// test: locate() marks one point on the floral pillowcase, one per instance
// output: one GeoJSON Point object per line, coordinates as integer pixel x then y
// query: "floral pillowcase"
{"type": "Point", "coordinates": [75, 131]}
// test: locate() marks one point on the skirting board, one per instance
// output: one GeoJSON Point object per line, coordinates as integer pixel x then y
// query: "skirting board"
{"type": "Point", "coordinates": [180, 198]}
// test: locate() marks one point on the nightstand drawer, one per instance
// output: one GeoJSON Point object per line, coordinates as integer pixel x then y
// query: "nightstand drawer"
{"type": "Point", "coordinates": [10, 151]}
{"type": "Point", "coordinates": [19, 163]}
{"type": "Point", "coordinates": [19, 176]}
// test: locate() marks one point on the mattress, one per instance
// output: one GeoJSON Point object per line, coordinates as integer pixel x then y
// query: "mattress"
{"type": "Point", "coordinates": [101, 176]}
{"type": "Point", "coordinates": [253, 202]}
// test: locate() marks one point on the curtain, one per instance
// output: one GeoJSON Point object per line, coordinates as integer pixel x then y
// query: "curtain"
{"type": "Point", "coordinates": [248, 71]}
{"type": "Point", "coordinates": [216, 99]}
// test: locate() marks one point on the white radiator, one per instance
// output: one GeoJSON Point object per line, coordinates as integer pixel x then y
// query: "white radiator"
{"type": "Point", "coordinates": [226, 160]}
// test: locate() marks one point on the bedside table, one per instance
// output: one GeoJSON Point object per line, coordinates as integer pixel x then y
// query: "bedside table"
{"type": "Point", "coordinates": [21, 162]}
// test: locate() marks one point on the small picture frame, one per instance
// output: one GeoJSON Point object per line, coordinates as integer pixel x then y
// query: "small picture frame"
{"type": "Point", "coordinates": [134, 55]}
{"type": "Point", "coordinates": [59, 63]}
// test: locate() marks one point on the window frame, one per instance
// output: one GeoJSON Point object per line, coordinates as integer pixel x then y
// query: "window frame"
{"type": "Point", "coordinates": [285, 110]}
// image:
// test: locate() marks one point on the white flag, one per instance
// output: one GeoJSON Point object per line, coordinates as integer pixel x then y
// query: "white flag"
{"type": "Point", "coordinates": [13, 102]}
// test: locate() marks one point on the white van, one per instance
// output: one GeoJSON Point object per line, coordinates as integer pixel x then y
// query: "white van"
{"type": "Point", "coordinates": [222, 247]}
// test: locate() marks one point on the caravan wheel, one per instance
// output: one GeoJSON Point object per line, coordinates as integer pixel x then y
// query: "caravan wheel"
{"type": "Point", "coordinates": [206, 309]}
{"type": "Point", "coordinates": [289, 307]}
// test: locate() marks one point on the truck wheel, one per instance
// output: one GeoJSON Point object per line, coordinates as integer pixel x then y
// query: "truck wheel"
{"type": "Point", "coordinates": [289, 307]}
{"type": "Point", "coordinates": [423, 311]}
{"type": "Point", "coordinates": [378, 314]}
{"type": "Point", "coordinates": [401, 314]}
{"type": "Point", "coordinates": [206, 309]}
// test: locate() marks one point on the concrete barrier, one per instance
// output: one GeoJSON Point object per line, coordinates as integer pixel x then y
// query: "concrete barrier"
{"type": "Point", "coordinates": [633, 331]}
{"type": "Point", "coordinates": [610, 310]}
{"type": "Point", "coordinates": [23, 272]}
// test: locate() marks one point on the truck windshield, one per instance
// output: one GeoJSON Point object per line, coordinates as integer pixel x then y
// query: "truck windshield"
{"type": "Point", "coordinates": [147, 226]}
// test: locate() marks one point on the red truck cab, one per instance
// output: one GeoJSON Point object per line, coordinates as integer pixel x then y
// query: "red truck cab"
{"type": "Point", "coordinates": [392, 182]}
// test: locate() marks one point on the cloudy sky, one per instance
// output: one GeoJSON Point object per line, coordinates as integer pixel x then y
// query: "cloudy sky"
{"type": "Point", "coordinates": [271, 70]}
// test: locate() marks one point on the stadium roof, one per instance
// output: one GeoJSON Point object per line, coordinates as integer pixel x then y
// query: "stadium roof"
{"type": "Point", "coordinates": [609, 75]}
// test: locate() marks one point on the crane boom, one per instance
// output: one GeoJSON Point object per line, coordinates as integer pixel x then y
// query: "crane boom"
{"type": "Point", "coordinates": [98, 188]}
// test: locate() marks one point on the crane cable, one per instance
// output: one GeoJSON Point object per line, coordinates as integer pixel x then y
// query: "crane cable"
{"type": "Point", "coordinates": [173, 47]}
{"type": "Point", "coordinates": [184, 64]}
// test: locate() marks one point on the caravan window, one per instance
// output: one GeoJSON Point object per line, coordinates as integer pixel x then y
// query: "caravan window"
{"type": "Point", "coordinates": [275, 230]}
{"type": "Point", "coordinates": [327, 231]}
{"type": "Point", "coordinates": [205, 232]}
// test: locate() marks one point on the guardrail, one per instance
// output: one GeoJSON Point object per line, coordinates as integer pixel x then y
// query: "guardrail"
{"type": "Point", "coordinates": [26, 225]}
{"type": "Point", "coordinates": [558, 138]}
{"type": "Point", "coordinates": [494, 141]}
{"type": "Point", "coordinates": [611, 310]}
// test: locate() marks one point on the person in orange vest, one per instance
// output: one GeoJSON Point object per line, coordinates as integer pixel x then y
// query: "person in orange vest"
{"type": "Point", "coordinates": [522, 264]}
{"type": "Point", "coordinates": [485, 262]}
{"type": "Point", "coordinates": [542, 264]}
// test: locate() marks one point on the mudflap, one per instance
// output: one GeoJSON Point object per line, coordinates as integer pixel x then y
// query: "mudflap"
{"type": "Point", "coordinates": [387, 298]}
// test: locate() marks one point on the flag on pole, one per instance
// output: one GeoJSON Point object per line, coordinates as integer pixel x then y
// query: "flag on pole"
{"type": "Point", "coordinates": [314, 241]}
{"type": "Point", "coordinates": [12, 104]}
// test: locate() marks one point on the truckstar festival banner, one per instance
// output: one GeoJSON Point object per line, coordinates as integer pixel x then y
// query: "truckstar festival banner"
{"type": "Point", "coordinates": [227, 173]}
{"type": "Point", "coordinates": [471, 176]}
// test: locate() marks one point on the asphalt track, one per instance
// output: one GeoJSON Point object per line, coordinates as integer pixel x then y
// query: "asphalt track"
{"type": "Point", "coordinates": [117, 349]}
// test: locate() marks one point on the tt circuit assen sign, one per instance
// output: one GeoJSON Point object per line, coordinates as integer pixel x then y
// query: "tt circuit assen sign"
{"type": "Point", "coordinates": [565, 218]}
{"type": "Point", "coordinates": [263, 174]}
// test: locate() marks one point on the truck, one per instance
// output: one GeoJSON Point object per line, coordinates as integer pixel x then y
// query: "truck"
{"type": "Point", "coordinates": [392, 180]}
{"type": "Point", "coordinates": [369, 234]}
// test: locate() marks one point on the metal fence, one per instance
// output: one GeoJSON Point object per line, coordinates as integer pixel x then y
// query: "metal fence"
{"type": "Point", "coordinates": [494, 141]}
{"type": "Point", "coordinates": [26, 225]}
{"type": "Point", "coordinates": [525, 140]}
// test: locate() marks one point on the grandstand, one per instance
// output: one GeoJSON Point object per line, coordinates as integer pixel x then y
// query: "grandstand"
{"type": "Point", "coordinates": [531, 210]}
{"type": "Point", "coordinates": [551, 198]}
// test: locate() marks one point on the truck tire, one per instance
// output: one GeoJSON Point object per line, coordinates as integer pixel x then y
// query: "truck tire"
.....
The task: Starting with the line that contains "sign, one per instance", repeat each line through the last one exactly as it appears. Include both ends and nothing more.

Response:
// test: locate() marks one point on the tt circuit assen sign, one per instance
// output: one GeoJSON Point object per line, coordinates as integer pixel x then y
// query: "tt circuit assen sign"
{"type": "Point", "coordinates": [565, 218]}
{"type": "Point", "coordinates": [263, 174]}
// test: locate() marks one point on the truck, one per instance
// output: one GeoJSON Point object per line, coordinates as integer pixel x then y
// query: "truck"
{"type": "Point", "coordinates": [392, 180]}
{"type": "Point", "coordinates": [369, 234]}
// test: locate() marks one point on the metal fence, one per instance
// output: one GeoJSON Point object per line, coordinates as integer pixel x then y
// query: "metal fence"
{"type": "Point", "coordinates": [494, 141]}
{"type": "Point", "coordinates": [26, 225]}
{"type": "Point", "coordinates": [525, 140]}
// test: locate() marks one point on the grandstand, one per instance
// output: one GeoJSON Point object per line, coordinates as integer pixel x then y
// query: "grandstand"
{"type": "Point", "coordinates": [531, 210]}
{"type": "Point", "coordinates": [551, 198]}
// test: locate() marks one point on the truck tire, one per instance
// output: one GeoJSON Point object per line, coordinates as integer pixel x then y
// query: "truck tire"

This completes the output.